→ WHAT IS REQUIRED: Given the entries that follow, write out exactly the lines starting at the one containing "column 135, row 53" and ending at the one containing "column 155, row 156", both ends included, and only those.

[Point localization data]
/---
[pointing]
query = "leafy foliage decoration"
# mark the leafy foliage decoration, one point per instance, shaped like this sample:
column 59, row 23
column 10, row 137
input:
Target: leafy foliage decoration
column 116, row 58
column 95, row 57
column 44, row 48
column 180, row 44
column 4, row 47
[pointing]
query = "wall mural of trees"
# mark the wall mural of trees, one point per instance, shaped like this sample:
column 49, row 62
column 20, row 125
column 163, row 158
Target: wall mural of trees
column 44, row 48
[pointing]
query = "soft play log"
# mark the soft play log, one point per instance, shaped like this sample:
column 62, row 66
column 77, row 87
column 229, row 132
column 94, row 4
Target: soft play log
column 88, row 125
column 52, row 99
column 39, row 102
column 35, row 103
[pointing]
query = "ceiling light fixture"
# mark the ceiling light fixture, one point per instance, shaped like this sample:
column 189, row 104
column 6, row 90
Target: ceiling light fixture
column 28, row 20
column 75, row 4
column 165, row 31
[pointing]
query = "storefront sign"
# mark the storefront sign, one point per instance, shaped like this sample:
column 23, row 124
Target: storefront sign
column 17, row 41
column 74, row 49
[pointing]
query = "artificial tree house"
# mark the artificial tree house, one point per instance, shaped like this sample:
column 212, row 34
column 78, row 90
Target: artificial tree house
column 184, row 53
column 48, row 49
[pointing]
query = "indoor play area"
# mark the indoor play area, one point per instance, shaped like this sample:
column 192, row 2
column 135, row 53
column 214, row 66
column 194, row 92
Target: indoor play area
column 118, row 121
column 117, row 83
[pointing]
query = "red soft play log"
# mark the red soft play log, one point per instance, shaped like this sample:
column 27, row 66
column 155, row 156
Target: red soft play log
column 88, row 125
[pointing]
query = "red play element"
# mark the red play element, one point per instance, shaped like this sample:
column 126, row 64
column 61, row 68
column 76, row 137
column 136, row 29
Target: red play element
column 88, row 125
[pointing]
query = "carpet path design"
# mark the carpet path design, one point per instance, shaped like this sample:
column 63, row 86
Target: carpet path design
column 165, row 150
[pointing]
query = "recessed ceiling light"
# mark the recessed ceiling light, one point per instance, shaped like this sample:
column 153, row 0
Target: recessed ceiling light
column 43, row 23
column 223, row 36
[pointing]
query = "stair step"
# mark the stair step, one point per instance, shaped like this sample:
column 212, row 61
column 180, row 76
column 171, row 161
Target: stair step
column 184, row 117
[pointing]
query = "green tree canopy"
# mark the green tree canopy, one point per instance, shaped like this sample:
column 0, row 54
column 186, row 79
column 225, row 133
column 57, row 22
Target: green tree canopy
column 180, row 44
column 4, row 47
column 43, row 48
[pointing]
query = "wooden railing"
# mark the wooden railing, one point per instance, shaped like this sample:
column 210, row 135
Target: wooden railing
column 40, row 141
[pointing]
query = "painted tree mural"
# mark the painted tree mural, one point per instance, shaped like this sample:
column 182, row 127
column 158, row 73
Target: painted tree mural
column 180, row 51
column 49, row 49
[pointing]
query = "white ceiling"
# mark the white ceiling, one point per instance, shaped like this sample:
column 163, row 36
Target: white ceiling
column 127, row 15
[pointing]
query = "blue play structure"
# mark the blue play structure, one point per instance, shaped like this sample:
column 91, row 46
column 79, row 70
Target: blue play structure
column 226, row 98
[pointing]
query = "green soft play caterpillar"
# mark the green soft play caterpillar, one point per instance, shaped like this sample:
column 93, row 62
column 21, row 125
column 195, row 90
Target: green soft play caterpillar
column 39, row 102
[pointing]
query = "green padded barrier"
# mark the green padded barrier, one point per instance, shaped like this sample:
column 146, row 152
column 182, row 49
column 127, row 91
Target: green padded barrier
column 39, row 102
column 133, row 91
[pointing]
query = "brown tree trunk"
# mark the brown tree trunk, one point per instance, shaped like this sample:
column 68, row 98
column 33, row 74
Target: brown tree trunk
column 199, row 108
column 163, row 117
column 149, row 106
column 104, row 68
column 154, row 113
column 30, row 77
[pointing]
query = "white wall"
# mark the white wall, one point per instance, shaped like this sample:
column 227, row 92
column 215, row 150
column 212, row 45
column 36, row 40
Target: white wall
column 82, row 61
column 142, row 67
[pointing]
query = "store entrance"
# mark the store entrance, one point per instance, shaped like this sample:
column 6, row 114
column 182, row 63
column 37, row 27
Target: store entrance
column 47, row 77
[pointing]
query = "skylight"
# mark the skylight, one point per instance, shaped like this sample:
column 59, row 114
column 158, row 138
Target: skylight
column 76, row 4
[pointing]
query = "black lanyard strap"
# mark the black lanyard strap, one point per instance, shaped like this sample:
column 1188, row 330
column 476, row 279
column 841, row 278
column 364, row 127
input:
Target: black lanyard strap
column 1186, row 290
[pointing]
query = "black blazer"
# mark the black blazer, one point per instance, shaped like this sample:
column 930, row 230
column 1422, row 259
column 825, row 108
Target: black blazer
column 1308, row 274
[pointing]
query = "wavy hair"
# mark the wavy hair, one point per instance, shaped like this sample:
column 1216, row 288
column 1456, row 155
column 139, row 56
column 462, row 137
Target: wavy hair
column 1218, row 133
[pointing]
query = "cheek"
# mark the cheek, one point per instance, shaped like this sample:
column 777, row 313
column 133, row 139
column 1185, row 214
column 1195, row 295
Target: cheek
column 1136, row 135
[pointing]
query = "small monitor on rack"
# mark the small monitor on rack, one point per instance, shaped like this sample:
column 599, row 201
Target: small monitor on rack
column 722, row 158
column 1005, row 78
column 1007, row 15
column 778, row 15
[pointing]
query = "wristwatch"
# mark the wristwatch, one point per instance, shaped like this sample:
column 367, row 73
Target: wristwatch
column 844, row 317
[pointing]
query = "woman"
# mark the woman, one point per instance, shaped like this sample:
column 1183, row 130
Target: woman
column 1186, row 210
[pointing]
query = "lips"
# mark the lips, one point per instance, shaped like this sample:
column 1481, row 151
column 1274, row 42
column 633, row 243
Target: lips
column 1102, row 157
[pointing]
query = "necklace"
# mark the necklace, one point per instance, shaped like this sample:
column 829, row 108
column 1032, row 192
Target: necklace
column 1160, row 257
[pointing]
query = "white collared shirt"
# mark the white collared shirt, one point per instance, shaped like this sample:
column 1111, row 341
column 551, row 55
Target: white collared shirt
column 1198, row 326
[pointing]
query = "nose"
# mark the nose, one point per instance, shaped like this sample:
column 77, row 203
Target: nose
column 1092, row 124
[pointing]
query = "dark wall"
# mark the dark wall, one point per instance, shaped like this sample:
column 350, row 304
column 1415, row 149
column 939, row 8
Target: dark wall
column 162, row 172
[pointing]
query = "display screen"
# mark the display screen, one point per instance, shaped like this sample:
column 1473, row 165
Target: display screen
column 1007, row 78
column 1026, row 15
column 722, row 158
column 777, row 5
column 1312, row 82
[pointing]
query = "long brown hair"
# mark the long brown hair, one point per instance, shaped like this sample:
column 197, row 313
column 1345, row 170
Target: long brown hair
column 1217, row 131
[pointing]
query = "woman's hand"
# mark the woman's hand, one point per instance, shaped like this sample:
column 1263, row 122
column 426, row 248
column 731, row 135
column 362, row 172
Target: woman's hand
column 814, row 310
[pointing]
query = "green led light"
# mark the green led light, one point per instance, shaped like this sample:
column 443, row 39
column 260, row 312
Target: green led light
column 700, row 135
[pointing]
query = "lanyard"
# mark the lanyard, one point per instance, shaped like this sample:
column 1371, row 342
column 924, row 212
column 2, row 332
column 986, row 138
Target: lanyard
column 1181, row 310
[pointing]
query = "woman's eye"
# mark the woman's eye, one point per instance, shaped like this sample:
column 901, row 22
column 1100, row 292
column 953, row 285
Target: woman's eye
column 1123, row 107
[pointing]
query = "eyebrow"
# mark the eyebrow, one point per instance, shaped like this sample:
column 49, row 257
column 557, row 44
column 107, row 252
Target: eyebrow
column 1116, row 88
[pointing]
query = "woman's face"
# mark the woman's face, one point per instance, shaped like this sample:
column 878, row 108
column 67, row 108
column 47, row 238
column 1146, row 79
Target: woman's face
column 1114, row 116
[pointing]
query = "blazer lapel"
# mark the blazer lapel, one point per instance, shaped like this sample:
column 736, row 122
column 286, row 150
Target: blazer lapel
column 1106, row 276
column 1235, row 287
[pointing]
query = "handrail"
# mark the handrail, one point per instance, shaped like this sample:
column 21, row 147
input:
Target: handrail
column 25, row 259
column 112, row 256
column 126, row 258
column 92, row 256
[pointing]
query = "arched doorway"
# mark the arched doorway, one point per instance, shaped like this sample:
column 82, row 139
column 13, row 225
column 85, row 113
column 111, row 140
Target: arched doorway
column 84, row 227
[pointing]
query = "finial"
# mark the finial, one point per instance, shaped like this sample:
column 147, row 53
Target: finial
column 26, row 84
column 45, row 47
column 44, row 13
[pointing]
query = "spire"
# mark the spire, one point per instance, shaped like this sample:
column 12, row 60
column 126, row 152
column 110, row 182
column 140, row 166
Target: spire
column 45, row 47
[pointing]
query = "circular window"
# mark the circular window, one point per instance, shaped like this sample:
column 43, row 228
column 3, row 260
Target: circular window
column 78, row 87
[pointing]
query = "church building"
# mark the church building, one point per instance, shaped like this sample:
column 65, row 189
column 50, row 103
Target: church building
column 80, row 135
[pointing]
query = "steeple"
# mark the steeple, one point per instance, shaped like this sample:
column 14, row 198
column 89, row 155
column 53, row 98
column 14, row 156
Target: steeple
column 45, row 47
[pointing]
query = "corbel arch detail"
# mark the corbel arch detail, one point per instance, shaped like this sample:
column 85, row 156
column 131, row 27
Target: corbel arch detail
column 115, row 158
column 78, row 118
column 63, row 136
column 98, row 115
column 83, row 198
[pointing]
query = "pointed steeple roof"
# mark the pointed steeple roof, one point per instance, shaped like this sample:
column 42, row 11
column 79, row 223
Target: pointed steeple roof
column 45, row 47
\---
→ EXERCISE SOLUTION:
column 135, row 53
column 214, row 66
column 194, row 92
Target: indoor play area
column 118, row 121
column 117, row 83
[pointing]
query = "red soft play log"
# mark the red soft play log, one point per instance, shaped like this sample:
column 27, row 66
column 155, row 156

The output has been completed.